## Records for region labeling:
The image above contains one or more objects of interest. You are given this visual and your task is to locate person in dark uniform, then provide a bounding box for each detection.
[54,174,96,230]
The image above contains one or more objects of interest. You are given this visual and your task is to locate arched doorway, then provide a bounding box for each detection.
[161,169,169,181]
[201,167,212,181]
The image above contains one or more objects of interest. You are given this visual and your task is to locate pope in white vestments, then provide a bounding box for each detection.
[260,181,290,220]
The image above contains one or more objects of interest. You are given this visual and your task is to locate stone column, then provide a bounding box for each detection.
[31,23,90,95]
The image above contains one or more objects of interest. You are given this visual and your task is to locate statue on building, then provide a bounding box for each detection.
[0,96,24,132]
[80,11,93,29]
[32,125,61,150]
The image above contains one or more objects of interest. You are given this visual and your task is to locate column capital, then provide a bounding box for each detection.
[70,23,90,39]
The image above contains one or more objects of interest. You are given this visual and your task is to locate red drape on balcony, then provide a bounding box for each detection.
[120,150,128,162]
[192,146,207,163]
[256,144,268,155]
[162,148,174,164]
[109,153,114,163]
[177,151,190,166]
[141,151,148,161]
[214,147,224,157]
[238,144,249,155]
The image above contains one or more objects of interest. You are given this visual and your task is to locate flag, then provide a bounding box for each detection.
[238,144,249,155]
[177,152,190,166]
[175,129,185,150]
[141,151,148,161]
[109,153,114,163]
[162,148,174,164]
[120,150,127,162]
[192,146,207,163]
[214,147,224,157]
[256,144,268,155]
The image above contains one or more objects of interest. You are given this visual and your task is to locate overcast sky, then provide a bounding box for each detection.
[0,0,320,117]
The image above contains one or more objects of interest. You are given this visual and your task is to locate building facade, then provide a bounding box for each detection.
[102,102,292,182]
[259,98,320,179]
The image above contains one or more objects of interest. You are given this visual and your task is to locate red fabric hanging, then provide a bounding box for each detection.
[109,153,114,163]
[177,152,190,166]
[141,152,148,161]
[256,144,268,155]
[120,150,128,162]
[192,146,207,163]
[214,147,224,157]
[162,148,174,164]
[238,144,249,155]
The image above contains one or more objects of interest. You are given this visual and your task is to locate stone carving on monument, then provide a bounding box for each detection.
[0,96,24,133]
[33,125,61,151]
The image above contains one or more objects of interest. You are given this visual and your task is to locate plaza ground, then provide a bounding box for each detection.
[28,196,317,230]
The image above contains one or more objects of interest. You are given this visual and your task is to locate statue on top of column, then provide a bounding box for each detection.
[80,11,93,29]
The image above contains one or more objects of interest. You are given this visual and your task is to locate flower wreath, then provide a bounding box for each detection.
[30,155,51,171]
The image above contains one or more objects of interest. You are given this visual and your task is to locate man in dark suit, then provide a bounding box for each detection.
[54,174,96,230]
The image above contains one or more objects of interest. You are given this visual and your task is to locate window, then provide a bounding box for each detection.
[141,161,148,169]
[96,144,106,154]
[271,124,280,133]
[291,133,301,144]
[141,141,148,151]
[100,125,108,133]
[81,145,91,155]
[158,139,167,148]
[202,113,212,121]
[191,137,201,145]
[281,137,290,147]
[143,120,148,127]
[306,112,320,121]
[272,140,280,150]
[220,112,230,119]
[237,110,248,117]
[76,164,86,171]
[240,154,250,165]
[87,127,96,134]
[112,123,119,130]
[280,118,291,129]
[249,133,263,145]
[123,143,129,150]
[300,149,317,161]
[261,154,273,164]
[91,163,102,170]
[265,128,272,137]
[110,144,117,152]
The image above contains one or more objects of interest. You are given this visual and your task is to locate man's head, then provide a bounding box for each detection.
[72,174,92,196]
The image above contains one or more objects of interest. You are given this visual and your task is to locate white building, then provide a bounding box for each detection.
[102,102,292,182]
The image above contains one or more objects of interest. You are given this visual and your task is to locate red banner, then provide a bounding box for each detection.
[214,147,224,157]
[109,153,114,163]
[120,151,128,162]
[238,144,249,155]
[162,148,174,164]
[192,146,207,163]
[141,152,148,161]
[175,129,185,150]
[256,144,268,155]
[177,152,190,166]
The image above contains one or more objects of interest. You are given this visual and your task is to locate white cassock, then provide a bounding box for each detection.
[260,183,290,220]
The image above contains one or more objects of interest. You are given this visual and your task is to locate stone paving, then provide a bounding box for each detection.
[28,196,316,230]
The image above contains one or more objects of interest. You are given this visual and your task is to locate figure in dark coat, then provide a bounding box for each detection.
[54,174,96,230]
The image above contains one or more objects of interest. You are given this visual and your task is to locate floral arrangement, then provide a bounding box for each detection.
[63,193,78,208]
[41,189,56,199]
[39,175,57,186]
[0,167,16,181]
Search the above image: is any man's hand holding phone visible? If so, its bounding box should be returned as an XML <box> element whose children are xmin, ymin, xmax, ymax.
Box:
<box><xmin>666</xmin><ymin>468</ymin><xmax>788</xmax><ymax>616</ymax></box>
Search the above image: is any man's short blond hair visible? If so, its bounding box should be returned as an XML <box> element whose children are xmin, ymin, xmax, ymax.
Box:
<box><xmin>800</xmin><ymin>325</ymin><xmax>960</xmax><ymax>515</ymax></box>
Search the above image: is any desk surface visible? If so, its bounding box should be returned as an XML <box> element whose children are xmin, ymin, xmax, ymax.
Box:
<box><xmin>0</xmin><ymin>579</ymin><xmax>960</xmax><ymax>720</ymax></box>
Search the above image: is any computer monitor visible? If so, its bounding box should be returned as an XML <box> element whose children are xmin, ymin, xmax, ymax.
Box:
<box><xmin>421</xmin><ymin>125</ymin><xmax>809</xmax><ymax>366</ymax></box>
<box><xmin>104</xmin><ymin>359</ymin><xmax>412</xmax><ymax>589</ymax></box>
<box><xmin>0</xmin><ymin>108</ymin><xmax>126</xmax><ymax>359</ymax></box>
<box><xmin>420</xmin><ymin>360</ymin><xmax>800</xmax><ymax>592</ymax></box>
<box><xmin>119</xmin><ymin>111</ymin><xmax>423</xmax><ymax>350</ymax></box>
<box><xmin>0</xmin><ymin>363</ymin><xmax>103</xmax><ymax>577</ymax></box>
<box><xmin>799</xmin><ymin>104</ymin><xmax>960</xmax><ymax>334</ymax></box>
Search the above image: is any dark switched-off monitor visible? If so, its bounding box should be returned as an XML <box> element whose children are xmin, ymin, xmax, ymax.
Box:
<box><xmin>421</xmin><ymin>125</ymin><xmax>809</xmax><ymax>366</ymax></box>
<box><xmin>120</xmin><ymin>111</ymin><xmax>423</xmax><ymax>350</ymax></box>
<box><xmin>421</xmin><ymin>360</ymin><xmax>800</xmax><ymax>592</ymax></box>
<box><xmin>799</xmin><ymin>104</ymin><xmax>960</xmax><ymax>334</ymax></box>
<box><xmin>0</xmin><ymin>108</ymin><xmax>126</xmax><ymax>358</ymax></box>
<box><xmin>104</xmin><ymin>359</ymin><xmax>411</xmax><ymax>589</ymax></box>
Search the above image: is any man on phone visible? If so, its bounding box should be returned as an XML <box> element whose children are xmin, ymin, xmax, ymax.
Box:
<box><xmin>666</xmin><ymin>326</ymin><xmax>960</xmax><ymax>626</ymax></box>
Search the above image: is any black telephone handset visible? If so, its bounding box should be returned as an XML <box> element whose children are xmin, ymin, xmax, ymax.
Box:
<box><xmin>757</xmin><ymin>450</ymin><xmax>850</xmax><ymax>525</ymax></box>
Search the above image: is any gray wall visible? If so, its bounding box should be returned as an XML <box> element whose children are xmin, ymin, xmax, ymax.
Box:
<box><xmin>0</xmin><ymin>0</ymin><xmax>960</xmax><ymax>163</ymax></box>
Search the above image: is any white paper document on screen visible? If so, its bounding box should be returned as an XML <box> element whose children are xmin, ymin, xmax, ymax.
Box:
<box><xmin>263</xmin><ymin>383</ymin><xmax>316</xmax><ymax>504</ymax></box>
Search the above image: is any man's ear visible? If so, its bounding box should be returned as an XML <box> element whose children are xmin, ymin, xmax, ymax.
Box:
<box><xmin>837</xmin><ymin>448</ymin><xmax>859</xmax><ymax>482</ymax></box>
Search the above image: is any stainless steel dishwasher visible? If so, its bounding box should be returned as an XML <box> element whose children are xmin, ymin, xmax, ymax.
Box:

* * *

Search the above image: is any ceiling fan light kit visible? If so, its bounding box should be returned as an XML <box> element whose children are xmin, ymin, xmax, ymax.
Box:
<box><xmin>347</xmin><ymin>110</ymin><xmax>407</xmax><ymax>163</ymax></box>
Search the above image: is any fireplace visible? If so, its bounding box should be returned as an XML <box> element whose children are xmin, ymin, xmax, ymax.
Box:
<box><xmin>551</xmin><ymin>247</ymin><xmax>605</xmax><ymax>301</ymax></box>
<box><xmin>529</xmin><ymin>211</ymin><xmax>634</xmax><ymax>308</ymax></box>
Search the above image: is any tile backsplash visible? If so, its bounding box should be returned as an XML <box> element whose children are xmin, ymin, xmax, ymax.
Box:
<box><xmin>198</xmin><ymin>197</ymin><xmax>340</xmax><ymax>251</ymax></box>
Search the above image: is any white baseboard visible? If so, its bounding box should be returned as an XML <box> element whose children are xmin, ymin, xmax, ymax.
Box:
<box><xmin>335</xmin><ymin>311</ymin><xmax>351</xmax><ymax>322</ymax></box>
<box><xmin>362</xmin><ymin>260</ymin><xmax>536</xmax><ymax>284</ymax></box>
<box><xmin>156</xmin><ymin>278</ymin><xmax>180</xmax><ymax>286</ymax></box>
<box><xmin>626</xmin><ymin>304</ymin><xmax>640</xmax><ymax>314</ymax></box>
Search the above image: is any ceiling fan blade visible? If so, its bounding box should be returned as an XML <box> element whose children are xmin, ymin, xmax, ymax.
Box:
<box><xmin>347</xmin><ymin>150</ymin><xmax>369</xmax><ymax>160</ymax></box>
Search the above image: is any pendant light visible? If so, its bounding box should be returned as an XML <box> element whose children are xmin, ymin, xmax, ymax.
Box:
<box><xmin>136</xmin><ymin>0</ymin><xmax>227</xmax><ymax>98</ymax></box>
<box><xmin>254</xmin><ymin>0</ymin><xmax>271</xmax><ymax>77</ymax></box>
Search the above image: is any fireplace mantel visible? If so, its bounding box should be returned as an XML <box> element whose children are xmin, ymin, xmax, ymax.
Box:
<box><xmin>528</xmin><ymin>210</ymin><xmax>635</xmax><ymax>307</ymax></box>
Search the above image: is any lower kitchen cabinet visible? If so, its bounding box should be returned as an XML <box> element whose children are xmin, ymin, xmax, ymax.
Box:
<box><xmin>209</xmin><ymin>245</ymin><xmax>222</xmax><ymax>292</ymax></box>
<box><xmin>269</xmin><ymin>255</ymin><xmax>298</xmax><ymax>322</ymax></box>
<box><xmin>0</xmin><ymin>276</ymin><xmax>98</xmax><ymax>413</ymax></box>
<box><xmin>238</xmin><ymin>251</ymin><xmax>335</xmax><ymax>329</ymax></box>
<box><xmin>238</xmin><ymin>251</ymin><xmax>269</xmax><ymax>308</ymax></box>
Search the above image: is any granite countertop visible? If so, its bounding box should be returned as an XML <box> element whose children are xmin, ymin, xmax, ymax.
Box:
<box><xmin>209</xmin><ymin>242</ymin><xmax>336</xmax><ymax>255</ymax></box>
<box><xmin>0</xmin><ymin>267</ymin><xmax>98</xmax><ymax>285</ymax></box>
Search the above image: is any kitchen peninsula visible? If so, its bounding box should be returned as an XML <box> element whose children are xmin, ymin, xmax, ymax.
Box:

---

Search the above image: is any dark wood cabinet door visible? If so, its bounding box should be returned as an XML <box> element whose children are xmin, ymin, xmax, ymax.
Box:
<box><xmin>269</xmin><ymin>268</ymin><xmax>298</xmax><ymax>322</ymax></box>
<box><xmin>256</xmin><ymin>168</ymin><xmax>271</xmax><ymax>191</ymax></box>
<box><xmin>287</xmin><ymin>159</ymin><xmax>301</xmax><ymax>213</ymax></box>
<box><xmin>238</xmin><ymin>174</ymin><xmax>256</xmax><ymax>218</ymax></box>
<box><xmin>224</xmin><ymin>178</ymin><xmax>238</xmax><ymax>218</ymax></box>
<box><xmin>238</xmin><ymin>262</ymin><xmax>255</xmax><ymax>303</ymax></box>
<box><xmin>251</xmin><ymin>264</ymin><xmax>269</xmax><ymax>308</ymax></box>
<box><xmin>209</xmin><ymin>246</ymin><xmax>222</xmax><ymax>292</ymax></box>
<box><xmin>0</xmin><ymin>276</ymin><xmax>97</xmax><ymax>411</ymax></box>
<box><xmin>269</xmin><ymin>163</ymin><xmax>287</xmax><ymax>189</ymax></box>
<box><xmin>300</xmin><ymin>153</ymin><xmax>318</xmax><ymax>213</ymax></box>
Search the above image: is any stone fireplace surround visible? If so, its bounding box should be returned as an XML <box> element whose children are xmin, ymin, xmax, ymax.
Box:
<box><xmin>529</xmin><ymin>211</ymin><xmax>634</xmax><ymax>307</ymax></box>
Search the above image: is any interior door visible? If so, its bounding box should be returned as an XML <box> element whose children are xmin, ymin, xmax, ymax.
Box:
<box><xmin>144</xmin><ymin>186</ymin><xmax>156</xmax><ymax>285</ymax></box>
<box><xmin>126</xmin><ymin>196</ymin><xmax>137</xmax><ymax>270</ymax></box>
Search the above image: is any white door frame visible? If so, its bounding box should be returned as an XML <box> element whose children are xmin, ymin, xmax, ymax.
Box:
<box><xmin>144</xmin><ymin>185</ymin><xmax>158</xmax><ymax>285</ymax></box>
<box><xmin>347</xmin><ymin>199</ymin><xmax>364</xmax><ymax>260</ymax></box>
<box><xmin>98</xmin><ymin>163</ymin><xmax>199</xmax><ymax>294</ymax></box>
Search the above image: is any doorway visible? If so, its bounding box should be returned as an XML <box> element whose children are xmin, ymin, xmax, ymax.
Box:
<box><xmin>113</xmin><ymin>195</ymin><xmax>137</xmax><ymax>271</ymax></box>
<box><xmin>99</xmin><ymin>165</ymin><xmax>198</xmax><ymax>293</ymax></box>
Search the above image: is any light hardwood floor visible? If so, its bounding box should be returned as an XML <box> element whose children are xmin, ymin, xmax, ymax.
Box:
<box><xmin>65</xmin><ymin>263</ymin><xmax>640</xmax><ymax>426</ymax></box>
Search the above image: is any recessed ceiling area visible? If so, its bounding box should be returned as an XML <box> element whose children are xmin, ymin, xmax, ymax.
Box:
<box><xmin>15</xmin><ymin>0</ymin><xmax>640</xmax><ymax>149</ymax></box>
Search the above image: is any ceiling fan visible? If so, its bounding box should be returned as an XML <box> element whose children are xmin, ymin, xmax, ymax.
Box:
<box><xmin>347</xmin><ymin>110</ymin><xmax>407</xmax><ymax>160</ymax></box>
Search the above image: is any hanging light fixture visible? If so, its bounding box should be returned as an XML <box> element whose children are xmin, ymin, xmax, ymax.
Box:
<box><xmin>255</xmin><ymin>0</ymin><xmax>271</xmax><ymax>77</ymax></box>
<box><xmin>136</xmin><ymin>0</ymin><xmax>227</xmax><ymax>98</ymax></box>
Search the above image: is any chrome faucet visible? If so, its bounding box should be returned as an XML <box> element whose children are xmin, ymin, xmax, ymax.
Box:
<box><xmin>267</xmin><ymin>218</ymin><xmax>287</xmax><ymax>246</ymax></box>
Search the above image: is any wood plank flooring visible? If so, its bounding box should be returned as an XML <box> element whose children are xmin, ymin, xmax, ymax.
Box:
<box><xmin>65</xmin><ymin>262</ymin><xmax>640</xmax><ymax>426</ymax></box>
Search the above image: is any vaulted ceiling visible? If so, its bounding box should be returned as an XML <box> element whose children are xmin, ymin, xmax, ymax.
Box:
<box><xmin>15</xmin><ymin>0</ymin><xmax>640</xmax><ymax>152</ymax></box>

## What you need to do:
Select and copy each line of the records above that contains the string "hanging", with case counting.

## Final answer:
The image above contains one or more objects of interest. You are given this visual and your task is to locate red fabric hanging, then provide a bounding box for each detection.
Search the above image: is any hanging light fixture visible? If so, its bounding box should be returned as an XML <box> element whose children are xmin, ymin, xmax, ymax.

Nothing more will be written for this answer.